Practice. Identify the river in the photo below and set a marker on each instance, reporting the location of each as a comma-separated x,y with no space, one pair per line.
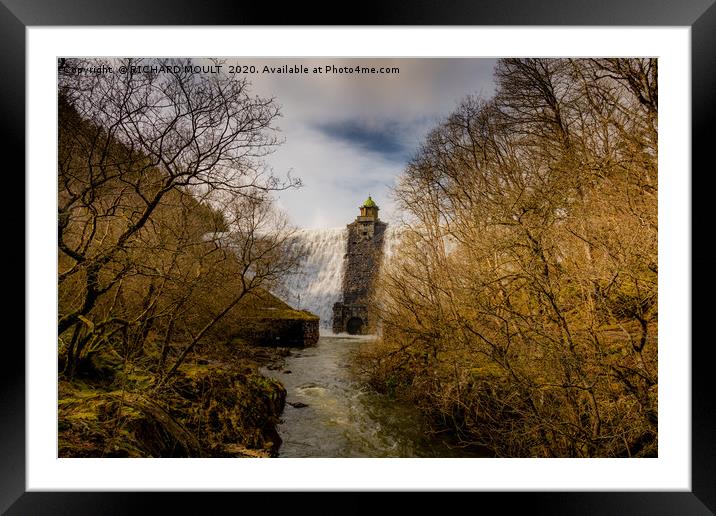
334,416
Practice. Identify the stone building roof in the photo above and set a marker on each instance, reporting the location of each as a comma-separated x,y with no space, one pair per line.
369,203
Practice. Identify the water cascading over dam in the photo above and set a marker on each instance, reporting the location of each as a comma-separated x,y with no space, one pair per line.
320,281
316,285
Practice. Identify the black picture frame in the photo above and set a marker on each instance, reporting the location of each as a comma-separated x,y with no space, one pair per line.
699,15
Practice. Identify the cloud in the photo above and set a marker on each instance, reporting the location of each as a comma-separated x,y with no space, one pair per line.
386,139
350,135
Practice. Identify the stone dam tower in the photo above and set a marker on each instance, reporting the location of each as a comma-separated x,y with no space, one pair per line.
364,253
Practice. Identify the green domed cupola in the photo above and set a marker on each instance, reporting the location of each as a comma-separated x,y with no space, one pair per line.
370,203
369,209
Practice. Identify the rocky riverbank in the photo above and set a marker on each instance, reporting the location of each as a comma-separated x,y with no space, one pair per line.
218,405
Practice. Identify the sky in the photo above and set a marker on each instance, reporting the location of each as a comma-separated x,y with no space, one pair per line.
349,135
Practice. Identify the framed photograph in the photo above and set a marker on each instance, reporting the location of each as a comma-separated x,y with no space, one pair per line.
224,211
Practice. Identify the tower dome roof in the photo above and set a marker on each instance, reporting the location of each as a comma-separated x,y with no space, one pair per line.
369,203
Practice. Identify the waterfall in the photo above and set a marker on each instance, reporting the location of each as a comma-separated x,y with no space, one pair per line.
318,282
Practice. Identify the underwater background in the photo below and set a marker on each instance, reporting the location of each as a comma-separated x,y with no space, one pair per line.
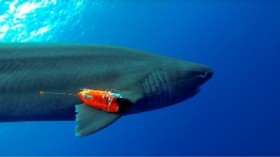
236,113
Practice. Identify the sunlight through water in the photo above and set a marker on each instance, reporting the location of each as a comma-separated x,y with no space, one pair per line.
37,20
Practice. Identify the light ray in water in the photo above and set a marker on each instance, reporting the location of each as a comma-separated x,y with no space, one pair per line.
37,20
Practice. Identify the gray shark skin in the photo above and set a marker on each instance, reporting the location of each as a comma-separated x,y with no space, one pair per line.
148,80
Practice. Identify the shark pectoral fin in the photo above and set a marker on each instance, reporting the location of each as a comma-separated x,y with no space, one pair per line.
90,120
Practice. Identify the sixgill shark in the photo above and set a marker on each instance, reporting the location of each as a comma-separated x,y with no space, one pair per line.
145,81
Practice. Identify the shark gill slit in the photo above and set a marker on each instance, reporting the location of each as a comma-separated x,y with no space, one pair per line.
157,89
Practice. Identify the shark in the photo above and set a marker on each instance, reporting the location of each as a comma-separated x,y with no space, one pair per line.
145,80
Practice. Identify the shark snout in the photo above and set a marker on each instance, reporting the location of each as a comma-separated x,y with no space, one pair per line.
206,74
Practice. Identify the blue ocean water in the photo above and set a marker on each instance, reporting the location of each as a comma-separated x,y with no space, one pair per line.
236,113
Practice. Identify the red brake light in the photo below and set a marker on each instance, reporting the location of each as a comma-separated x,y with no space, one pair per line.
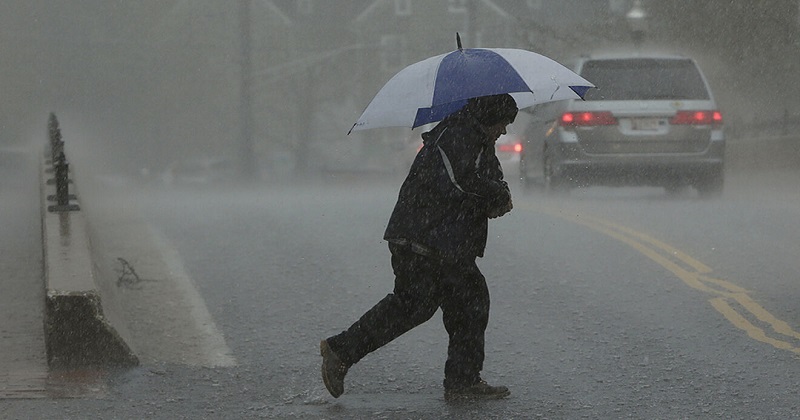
697,118
587,119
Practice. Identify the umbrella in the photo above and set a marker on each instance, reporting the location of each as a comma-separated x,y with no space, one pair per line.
434,88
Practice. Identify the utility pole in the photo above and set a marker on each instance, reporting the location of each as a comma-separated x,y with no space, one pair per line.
247,159
471,23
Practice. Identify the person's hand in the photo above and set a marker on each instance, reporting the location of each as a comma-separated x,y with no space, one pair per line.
500,206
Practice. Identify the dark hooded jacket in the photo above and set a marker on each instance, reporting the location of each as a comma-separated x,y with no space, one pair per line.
449,219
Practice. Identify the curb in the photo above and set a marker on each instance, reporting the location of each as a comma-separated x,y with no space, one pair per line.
76,331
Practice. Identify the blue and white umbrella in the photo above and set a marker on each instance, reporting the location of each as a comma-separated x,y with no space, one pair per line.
434,88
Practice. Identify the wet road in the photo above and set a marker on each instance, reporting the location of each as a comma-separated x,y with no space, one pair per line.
607,303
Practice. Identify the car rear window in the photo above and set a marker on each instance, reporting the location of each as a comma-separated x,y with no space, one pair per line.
643,79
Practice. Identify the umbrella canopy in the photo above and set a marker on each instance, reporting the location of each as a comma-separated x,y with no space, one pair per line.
432,89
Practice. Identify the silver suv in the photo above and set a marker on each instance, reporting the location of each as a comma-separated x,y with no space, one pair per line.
651,121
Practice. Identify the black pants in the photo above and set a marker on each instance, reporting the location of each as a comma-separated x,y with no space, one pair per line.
423,285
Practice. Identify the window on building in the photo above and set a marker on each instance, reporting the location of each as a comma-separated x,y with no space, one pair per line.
402,7
535,4
305,7
393,53
456,6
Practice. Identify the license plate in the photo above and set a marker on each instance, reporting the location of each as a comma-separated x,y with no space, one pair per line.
645,124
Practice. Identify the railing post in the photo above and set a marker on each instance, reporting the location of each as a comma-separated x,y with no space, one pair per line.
60,170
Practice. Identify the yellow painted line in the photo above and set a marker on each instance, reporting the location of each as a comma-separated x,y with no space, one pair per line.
695,275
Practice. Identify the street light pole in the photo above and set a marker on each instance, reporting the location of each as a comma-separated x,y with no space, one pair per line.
247,156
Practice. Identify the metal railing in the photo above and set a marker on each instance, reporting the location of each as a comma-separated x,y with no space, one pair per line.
59,167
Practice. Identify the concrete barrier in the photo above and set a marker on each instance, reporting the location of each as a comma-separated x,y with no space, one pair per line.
76,331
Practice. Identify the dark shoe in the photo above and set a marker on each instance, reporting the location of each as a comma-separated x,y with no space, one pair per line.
480,390
333,370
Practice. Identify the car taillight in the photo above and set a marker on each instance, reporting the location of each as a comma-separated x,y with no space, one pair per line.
697,118
510,147
587,119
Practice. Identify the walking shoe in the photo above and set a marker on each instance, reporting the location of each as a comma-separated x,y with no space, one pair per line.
333,370
479,390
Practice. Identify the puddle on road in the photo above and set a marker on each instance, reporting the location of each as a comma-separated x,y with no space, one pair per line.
73,383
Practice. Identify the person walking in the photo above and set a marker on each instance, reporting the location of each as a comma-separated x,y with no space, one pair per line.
437,230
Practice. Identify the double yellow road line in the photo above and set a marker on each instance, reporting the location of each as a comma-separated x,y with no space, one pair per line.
730,300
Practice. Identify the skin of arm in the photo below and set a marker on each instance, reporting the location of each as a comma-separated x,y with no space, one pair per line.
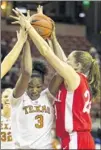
10,59
70,76
26,71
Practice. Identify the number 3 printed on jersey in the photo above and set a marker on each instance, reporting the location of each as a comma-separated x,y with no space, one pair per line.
87,105
39,119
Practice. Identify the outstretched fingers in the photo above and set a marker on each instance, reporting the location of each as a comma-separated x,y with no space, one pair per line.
16,18
15,22
28,14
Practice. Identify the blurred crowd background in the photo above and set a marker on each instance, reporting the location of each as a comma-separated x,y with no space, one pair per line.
78,27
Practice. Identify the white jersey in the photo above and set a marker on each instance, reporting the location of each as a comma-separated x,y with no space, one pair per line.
32,122
6,134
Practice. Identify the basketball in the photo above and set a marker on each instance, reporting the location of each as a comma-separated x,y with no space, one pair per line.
42,24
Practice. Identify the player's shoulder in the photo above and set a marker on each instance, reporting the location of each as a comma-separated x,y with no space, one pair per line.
44,92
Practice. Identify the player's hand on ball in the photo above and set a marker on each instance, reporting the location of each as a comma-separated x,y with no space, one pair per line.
40,9
22,35
20,18
53,35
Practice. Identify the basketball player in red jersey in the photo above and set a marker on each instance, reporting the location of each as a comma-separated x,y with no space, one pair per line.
81,78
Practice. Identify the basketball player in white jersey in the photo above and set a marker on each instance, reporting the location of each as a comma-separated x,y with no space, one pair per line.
32,112
6,133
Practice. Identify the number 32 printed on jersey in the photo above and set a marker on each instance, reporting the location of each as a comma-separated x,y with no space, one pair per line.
87,105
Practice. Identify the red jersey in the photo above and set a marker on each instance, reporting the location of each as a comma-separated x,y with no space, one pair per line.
73,108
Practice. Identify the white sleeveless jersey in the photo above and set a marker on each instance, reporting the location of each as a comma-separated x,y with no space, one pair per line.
6,134
32,122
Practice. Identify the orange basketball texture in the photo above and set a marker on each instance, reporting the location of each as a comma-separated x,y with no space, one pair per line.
42,24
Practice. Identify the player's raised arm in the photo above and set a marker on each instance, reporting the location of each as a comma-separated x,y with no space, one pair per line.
26,71
70,76
12,56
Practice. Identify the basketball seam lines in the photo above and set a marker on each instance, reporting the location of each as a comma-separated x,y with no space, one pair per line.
41,26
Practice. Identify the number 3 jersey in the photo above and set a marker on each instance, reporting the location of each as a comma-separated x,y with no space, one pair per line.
6,134
73,108
32,121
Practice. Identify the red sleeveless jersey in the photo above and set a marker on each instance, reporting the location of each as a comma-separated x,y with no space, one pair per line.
72,109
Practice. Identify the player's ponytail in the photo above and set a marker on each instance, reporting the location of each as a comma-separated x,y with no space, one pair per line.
94,78
90,68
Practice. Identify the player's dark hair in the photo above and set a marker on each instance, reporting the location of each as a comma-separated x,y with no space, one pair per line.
39,69
90,65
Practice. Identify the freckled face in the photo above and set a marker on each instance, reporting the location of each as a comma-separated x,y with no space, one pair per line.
35,88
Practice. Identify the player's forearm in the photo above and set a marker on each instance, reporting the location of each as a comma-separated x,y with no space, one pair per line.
58,49
27,60
10,59
61,67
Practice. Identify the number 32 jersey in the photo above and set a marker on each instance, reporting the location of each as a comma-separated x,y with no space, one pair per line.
32,122
6,133
73,108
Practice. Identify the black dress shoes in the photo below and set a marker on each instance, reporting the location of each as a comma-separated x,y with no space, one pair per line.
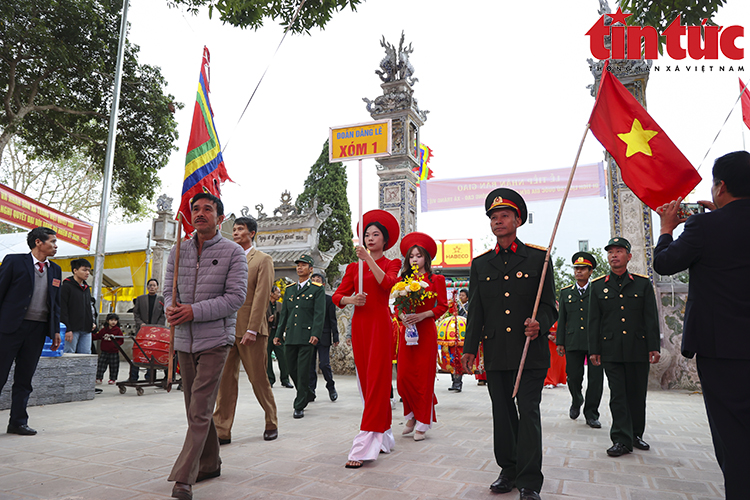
23,430
270,434
502,485
640,443
575,410
527,494
593,423
617,450
202,476
182,491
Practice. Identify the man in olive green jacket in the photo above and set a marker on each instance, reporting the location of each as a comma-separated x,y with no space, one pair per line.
301,323
573,342
624,338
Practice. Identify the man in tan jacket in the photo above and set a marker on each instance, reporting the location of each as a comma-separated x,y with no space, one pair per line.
251,339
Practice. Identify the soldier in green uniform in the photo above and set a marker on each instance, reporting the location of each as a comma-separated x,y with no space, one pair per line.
301,324
624,338
504,284
573,342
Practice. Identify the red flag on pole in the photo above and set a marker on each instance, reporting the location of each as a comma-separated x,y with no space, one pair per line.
204,163
745,103
651,165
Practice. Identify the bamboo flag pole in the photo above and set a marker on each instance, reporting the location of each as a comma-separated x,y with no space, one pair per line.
547,259
361,231
174,300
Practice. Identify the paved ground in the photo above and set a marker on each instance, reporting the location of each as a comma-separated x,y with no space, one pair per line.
123,447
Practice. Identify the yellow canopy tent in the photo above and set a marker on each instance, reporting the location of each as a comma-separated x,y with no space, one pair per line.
124,276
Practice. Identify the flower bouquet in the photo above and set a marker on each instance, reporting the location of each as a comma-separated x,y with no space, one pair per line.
407,294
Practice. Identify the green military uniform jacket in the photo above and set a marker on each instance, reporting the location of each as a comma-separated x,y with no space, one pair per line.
623,322
573,322
502,297
302,313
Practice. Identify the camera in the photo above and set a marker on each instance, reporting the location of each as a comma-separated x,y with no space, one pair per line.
688,209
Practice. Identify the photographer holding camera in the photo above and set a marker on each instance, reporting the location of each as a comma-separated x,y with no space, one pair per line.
714,247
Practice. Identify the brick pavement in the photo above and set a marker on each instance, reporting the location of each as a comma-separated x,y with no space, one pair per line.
123,447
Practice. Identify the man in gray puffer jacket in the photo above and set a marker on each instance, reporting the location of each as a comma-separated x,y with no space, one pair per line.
211,287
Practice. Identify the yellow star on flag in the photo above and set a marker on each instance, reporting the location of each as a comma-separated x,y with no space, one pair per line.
637,139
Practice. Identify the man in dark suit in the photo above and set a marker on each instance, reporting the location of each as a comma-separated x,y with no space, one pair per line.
148,310
572,341
714,247
504,284
624,339
29,312
323,349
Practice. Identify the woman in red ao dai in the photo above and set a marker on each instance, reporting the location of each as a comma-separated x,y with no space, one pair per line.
371,334
416,363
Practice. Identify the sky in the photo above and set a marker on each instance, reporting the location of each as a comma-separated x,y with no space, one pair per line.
505,85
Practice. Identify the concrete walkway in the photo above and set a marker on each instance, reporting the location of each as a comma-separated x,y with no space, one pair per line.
123,447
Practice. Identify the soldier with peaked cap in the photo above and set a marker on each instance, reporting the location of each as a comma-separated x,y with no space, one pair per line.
301,325
624,338
503,289
573,342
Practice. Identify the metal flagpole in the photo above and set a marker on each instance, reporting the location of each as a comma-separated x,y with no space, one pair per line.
108,161
547,263
361,230
170,366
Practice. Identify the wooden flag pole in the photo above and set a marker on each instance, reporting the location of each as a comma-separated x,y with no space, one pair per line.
170,368
547,260
361,231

## Task brief
All lines from the one with "Practice. Identify the brick" through the final line above are to be quoted exactly; quote no other line.

## Exercise response
Practice. Identify the brick pavement in the photo above and set a marker on each instance, reporting the location of each as a comma-separated x,y with no space, one pair per line.
123,447
Practice. Identify the man in gray puffer jacket in the photo above and set a marker on each instance, reporting the location of each as a comma-separated x,y with no space, one pair per line.
211,287
Practice. Identify the yellow star on flag in the photo above and set a marker on each instance, reporting the location of each as a comma-separated x,y with no space, one pair per line.
637,139
Practice. Identify the man in dark suit in the photo above and set a marker on each instance, reporting the location of each as a comma-separated x,y with no space, one pair per line.
148,310
572,341
714,247
504,284
624,339
29,312
323,349
Practice. Identify the woman in red ao dai in the photo above and set a marker on each instance, reporting the location of each as a comma-separated x,y with no space, one pair per line.
371,334
416,363
Practice. Identify the sky in the photo above and set a marker on each instance, reporting the location of each as a comma-separated x,y with no space, one pair per line.
505,85
Practice. Identify the concrete walkway in the photo above and set a marker on each instance, reporting the location of each as a comma-separated x,y with no space, one pair per line.
123,447
Practice. Identify the soldier with peaked cap in the photo above and set a marker on each instance, reporting the location of each as a comma-separated x,y with no space, one pair per line.
301,325
624,338
503,289
573,342
Practice. Identify the metal flagpole in the photo above and set a marker on each instance, reporting the location of each as a comma-separated x,y with no space, one pair per line.
108,161
547,263
361,230
170,366
Practice. Identify the wooden flag pole in the photo above and set a marker on each instance, reporting the location of each as a comma-separated x,y with no space, one pair per line.
170,368
547,260
361,231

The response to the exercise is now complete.